EXERCISE GOAL
Please rewrite the material below, putting "cows" wherever "sheep" appears and keeping everything else the same.

DATA
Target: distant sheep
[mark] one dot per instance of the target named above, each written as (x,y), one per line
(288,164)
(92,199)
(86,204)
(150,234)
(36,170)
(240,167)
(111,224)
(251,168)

EXPECTED ANSWER
Target: distant cows
[mark] one dot per instance of the target named above, each written as (x,y), one per line
(288,164)
(92,199)
(86,204)
(150,234)
(36,170)
(240,167)
(111,224)
(251,168)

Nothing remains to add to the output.